Testo di partenza
Dopo l’ennesimo valico, la rupe successiva ci riserva una visione inquietante. Un ripido cono di roccia sfasciata si erge nudo dinanzi a noi, con alle spalle l’azzurro terso del cielo spazzato dal vento. Un branco di capre ci osserva immobile, in bilico sulla parete quasi verticale della rupe. Capre bianche, nere, marroni, dalle barbette impertinenti e dalle fiere corna ricurve. Immobili come camosci abbarbicati alle rocce. Sono quelle – ci spiega Alberto – che sfuggono ai padroni, vivono lontane dalle “mandre”, libere di girovagare nei boschi, capaci di tener testa anche ai lupi. I loro occhi gialli e vitrei ci fissano con fare interrogativo.
La capra è la divinità pagana superstite del Sud. Prendiamo, ad esempio, due grandi scrittori come Cesare Pavese e Carlo Levi, entrambi piemontesi, entrambi confinati politici al Sud durante il fascismo. Stefano, il protagonista del romanzo di Pavese “Il carcere”, nato dall’esperienza dello scrittore a Brancaleone, in Calabria, si lascia sedurre – senza per altro avere il coraggio di farvi sesso – da Concia, una giovane serva, dall’incedere scattante, quasi a balze e “dal viso bruno e caprigno”. Secondo Gianni Carteri, critico e profondo conoscitore di Pavese, nella fantasia di Pavese Concia è l’incarnazione della dea Artemide, dea dei boschi e della caccia. Più esplicito è invece Carlo Levi in “Cristo si è fermato ad Eboli”, nato dal suo confino ad Aliano, in Basilicata: “Per il contadino la capra è realmente quello che era un tempo il Satiro. Un satiro vero e vivo, magro e affamato, con le corna curve sul capo e il naso arcuato, e le mammelle e il sesso penzolanti, peloso, un povero satiro fraterno e selvatico in cerca di erba spinosa sull’orlo dei precipizi”.
E così giacciono le nostre capre, sull’orlo di un precipizio, ad osservarci enigmatiche mentre il vento scompiglia le loro pellicce.

Uno degli ammassi rocciosi di Pietra di Febo. Ph F. Bevilacqua

A guardarle negli occhi con attenzione, le capre turbano i semplici cittadini, coloro che pensano alla campagna, ai boschi, alle montagne, agli oceani come a realtà virtuali che si possono osservare stando comodamente seduti dinanzi alla televisione nei filmati del National Geographic. I veri cittadini, scrive Celine in “Viaggio al termine della notte”, trovano spaventosa la natura, anche quando è addomesticata, perché essa dà loro angoscia. Così l’occhio, lo sguardo, l’espressione, il volto della capra del Sud, ben ritratto nel film di Michelangelo Frammartino “Le quattro volte”. Un film, girato in Calabria, tra Caulonia, Serra San Bruno, Alessandria del Carretto, intriso di quel senso del sacro, del divino, del magico che solo al Sud ancora persiste come una memoria ancestrale. Non per nulla le vere protagoniste del film sono le capre, che nella totale assenza di parlato, scandiscono i tempi della pellicola, con i loro strazianti belati, gli scampanellii, il tambureggiare degli zoccoli sulla terra, il frusciare delle ispide pellicce. Ci sono due scene inquietanti eppure bellissime nel film. La prima è quando un agnellino si sperde e giace solo, come in attesa della morte, sotto un grande abete bianco solitario. La seconda è quando mamma capra partorisce il suo cucciolo, lo accudisce, elimina la placenta mangiandola, lo pulisce con la lingua. Morte e vita: è l’idea ciclica della storia che pervadeva le religioni precristiane e che ancora oggi si può leggere nei paesi e nelle campagne del Sud. C’è in tutto il film una dimensione della natura (e dell’esistenza) che a chi vive in città, immerso nella cultura urbana, sfugge completamente.

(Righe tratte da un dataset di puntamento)
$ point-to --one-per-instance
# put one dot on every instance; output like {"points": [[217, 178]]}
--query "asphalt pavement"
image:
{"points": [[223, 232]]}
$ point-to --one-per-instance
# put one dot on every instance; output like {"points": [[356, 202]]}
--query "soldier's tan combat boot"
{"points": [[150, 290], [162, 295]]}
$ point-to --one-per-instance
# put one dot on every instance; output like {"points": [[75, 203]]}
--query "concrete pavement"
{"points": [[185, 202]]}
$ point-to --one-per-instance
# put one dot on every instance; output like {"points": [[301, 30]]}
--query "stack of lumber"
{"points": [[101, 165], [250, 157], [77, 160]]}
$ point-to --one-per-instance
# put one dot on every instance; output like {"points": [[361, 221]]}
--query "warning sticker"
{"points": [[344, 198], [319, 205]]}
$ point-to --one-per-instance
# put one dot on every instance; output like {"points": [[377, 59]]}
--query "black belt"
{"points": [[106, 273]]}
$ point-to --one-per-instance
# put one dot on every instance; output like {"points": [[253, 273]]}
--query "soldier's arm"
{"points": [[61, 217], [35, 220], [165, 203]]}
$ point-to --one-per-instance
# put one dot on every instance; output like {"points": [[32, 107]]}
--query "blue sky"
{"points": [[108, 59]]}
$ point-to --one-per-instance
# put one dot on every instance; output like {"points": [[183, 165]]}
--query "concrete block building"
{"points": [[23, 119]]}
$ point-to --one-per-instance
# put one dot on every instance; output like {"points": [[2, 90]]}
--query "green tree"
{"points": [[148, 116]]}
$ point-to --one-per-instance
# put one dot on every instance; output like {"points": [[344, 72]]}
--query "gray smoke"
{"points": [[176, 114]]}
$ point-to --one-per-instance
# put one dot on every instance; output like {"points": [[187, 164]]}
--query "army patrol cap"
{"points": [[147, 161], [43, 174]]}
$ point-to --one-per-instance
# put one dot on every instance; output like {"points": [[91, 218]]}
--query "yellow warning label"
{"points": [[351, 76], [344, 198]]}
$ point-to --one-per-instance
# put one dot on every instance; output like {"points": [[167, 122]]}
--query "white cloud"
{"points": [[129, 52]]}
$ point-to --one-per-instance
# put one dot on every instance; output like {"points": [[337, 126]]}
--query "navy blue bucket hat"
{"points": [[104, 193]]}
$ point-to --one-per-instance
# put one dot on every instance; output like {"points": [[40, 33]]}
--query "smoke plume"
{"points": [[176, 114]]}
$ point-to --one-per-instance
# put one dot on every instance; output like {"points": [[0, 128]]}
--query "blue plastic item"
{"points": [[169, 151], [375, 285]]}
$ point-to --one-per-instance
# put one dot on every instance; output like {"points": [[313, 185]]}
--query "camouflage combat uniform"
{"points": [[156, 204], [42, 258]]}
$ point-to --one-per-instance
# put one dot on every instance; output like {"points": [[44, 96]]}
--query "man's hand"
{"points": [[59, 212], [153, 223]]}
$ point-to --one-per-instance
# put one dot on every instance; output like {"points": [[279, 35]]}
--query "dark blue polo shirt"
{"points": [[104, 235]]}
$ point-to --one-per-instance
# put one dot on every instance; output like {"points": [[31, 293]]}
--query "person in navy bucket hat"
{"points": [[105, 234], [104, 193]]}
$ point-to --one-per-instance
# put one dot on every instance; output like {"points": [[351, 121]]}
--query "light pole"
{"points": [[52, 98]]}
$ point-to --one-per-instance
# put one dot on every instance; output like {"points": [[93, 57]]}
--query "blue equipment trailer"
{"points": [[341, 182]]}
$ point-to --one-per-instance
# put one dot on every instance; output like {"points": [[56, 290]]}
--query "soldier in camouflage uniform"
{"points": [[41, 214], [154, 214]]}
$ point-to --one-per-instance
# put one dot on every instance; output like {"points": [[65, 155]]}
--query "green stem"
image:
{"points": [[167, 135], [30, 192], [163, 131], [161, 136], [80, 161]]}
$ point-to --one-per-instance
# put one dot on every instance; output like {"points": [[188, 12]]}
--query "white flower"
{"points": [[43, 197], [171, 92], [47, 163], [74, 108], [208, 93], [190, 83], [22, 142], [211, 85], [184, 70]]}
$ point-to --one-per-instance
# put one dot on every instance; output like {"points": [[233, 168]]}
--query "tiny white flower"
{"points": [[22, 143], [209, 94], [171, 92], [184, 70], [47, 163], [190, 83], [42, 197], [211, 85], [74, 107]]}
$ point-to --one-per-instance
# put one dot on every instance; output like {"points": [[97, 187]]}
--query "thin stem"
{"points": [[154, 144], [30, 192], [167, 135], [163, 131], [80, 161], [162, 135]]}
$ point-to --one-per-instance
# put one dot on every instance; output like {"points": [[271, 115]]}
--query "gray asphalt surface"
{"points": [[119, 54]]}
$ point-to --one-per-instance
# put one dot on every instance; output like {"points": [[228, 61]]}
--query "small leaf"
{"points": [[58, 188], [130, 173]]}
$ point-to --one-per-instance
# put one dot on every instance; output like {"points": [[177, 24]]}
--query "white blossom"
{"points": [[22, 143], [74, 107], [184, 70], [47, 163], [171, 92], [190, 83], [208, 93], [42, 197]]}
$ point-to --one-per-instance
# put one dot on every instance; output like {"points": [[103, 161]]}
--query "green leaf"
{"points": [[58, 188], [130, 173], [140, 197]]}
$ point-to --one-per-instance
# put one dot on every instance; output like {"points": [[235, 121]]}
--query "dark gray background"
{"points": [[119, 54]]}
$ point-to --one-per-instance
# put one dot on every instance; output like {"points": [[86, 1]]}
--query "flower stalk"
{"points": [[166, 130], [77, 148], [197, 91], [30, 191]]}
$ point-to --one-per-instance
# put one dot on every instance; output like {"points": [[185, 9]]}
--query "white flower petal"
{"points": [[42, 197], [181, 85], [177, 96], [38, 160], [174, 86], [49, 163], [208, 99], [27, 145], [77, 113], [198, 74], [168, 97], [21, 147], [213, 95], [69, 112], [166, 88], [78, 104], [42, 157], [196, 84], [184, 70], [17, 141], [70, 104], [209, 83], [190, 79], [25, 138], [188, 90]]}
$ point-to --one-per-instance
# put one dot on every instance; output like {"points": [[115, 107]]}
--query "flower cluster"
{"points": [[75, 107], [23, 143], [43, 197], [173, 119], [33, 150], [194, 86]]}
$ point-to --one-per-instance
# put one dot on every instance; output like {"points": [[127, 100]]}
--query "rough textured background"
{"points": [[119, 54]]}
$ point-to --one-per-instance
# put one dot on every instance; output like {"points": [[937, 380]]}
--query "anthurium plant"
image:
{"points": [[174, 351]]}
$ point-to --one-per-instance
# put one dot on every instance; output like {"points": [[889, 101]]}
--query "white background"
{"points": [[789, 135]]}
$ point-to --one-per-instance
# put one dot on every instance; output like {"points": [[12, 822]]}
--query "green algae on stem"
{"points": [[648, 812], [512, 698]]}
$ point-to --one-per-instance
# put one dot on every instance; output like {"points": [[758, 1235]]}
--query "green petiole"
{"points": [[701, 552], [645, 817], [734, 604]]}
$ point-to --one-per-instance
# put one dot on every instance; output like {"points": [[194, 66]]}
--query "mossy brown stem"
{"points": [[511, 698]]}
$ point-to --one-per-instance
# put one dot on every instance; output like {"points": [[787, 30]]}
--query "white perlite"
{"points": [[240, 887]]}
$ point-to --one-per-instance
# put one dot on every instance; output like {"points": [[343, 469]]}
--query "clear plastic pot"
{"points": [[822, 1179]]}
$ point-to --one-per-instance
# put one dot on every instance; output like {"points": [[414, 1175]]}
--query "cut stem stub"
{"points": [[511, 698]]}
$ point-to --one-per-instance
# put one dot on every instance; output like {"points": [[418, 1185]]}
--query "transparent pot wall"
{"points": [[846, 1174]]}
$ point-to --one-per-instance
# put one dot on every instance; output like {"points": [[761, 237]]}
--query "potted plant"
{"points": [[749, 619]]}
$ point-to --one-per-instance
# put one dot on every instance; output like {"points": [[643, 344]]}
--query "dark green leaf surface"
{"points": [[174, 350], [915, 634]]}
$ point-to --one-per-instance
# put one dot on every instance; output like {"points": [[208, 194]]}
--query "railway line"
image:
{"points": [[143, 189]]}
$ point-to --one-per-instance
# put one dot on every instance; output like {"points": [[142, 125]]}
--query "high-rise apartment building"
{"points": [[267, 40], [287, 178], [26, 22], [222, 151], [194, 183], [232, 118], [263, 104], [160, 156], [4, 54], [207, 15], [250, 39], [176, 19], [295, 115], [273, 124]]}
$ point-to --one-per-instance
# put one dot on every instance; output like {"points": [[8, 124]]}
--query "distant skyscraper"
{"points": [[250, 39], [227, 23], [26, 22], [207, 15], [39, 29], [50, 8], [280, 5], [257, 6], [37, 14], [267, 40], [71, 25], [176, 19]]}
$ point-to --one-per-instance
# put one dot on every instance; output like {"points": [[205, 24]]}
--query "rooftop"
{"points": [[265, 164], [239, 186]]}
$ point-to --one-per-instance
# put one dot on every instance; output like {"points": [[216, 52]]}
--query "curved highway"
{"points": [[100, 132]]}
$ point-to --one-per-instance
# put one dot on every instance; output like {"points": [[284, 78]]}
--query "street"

Consegna
Ricopia fedelmente il brano sulle capre, cominciando dalle parole "Dopo l’ennesimo valico, la" e fermandoti dopo "con fare interrogativo.". Per svolgere l'esercizio le righe non servono.

Soluzione svolta
Dopo l’ennesimo valico, la rupe successiva ci riserva una visione inquietante. Un ripido cono di roccia sfasciata si erge nudo dinanzi a noi, con alle spalle l’azzurro terso del cielo spazzato dal vento. Un branco di capre ci osserva immobile, in bilico sulla parete quasi verticale della rupe. Capre bianche, nere, marroni, dalle barbette impertinenti e dalle fiere corna ricurve. Immobili come camosci abbarbicati alle rocce. Sono quelle – ci spiega Alberto – che sfuggono ai padroni, vivono lontane dalle “mandre”, libere di girovagare nei boschi, capaci di tener testa anche ai lupi. I loro occhi gialli e vitrei ci fissano con fare interrogativo.